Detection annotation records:
====
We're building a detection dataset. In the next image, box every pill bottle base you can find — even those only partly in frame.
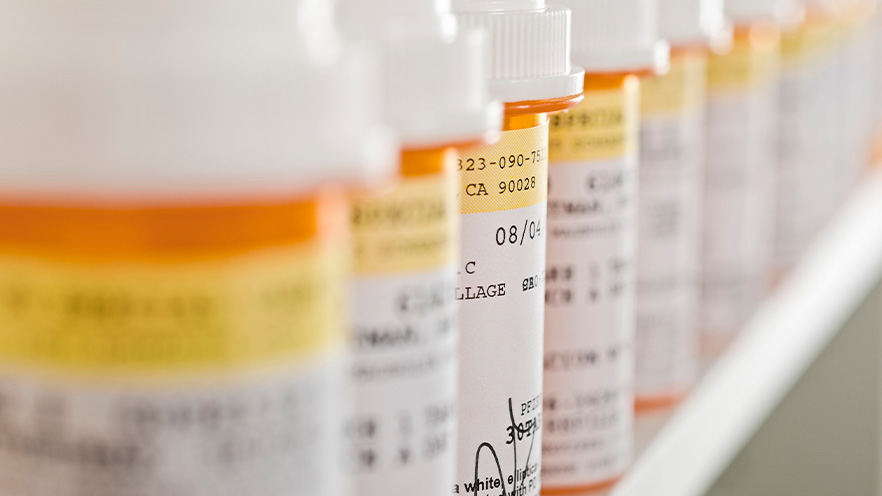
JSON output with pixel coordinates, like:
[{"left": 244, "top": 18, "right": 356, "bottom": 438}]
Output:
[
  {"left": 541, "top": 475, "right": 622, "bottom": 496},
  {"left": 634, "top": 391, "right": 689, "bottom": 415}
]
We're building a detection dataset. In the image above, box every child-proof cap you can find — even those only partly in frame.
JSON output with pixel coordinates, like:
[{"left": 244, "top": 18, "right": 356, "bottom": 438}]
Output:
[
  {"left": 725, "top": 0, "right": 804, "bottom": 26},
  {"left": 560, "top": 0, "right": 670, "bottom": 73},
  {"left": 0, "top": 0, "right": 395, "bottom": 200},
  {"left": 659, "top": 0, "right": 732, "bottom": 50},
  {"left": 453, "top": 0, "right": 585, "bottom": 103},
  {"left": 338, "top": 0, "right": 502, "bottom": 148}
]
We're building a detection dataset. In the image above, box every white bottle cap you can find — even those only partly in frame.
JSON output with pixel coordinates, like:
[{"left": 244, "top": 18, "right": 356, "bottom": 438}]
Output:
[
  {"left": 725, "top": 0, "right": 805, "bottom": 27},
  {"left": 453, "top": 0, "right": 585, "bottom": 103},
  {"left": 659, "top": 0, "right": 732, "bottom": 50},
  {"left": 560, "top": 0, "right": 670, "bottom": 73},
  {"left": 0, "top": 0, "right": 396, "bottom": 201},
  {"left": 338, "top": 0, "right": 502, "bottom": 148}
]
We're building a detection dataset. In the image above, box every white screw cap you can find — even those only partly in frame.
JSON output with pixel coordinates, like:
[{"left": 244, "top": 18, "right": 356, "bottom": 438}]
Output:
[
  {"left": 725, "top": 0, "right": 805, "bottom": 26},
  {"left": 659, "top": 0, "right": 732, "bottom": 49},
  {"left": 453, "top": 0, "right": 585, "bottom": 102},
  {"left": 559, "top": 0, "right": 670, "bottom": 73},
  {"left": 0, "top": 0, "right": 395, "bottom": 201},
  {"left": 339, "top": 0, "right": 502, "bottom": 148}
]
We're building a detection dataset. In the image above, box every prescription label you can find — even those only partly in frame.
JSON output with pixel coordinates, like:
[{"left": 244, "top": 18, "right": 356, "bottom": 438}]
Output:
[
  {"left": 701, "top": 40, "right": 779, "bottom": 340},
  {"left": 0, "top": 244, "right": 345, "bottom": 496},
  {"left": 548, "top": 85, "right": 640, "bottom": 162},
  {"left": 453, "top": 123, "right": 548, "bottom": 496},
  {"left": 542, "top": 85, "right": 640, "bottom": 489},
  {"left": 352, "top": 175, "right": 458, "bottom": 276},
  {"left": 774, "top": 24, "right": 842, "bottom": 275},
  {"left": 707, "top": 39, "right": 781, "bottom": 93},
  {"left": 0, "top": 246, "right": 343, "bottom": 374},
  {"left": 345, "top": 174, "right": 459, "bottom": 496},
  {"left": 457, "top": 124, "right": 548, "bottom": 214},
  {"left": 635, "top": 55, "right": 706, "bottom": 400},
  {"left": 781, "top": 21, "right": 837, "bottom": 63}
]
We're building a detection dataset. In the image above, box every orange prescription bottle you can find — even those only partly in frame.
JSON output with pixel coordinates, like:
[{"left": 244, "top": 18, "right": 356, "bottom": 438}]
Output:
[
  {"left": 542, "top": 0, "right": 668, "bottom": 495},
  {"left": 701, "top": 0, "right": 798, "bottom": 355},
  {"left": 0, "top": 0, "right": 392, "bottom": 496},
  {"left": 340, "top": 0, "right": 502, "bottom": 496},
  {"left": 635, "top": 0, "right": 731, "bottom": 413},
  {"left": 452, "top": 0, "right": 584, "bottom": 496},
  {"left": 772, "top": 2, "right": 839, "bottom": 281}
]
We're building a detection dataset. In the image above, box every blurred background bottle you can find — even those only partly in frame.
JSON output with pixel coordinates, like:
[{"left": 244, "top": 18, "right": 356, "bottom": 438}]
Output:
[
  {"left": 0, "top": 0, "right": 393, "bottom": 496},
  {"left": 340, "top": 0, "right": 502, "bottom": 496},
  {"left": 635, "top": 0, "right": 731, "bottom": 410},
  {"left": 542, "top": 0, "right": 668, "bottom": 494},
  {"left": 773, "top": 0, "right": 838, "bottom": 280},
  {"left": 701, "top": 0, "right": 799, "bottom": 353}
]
====
WHAT TO WORK ON: Please show every line from the listing above that contains the word "bottle".

OUTPUT:
We're building a detection dataset. In the next image, box every pill bottle base you can find — even those only partly in frame.
We're building a detection dataset. In the image above, box every white bottle cap you can find — even those only partly in frame.
We're building a detection dataset. In the image above, box every orange prescription bottle you can find — even those only partly in frame.
We're building a detection dataset. In the image above, box every blurred background bottle you can find — even those only partly in frame.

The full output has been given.